All entries are to be quoted exactly; the images stay out of the copy.

··········

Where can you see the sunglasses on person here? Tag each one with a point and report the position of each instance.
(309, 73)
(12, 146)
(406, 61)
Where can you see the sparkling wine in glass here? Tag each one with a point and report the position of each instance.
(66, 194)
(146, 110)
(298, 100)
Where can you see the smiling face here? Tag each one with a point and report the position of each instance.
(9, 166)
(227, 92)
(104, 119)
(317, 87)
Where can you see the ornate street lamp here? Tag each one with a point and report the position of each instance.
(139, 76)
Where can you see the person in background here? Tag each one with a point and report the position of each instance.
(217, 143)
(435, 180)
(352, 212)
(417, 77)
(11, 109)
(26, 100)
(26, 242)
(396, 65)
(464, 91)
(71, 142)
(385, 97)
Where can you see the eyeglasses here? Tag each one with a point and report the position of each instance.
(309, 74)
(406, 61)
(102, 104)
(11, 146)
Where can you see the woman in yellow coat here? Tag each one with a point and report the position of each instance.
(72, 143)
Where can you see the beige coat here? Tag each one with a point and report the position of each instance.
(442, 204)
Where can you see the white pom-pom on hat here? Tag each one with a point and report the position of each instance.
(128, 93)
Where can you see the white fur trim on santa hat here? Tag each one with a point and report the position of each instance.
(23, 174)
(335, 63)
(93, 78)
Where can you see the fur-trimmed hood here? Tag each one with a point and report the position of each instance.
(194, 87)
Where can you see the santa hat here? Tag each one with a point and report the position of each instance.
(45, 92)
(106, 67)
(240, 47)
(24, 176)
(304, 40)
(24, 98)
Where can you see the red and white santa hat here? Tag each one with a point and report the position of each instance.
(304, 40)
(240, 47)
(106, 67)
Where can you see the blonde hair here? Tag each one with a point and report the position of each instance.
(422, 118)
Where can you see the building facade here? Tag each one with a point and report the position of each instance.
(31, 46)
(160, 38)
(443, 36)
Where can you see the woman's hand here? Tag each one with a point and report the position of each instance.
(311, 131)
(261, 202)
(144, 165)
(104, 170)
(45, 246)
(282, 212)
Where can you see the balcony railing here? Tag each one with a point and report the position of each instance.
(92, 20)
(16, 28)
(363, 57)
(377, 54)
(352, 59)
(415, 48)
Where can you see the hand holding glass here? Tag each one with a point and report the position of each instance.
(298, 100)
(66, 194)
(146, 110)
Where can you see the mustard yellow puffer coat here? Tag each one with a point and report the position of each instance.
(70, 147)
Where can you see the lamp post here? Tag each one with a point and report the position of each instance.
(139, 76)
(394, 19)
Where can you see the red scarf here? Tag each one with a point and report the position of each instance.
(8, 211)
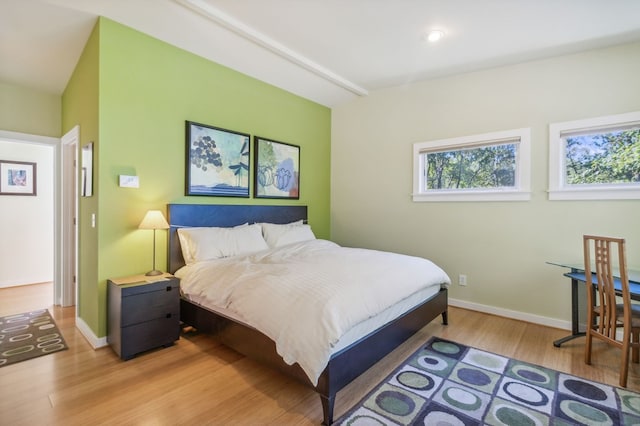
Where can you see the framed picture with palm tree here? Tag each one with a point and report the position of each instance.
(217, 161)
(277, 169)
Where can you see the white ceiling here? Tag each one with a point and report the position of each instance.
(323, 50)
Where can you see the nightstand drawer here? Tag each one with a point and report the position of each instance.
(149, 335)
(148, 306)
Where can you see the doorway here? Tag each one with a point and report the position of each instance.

··········

* **SOLUTION FOR THIS EXERCISE**:
Where can you see the sunglasses on person here? Tag each one with a point and report the position of each instance.
(309, 73)
(12, 146)
(406, 61)
Where can you see the sparkling wine in glass here? Tag each one with a point and report the position of each instance.
(66, 194)
(146, 110)
(298, 100)
Where can you see the smiling face here? Tag each one with a point and report the position of each instance.
(9, 166)
(227, 92)
(104, 119)
(317, 87)
Where can you see the ornate street lamp here? Tag each one with a point and report the position of each instance.
(139, 76)
Where can you see the person in background here? Tag each one with a point and report the position of each instance.
(217, 143)
(435, 180)
(352, 212)
(417, 77)
(11, 109)
(26, 100)
(26, 242)
(396, 65)
(464, 91)
(71, 142)
(385, 97)
Where can you see the eyeglasses here? Tag each one with a point and report the position of each instance.
(309, 74)
(406, 61)
(102, 104)
(11, 146)
Where can you see the woman in yellow coat here? Tag each one with a point and report the position of each instance.
(72, 143)
Where can you see the beige coat here? Tag each one with a point and report the position of each instance.
(442, 204)
Where can you see the white pom-pom on hat here? Tag each one with a point and report the position of each instance.
(128, 93)
Where can you see the white fur trim on santa hat here? Tag each one with a point and report the position of each instance.
(23, 174)
(335, 63)
(93, 78)
Where can you see the fur-trimmed hood here? Tag each one with a point and report the position of each instance.
(194, 87)
Where can you see the santa hat here? Tag each one with a point and report the position of each instance.
(45, 92)
(106, 67)
(240, 47)
(24, 176)
(304, 40)
(24, 98)
Where can you see the red and white santa hat here? Tag each one with a point and report the position of each instance.
(304, 40)
(240, 47)
(106, 67)
Where can you see the blonde hair here? Tag each one with a point and report the position of each instance.
(422, 118)
Where can you see the building facade here? Tag each one with a point and report the position of each instance.
(31, 46)
(160, 38)
(443, 36)
Where can you see the woman's hand here? Tag each one with a point and report the position of each instance.
(311, 131)
(261, 202)
(144, 165)
(104, 170)
(45, 246)
(282, 212)
Where can you see the balcony railing here? Tag each one with a point and report the position of each instance.
(92, 20)
(16, 28)
(363, 57)
(377, 54)
(352, 59)
(415, 48)
Where can you see the hand holding glass here? Tag each one with a point and report the position of each instance.
(298, 100)
(66, 194)
(146, 110)
Where can you see the mustard yellow puffer coat here? Tag each one with a point and report the position of each instance.
(70, 147)
Where can you see the lamp post here? Tag each one with a point and report the position of each instance.
(139, 76)
(394, 19)
Where can you see the red scarf here? Tag each one with a point and report the position of each instance.
(8, 211)
Where can you see the framed picture with palm tree here? Tag each one with a point and report the position of each instance.
(217, 161)
(277, 169)
Where can you see the white ceiling here? Tag each one with a point and report the position of each instance.
(323, 50)
Where can you see the nightstand drawer here? Tag each one with a point and report the position of each instance.
(149, 335)
(148, 306)
Where can you see the doorway here? Tag each one with a point and report the position of each instance.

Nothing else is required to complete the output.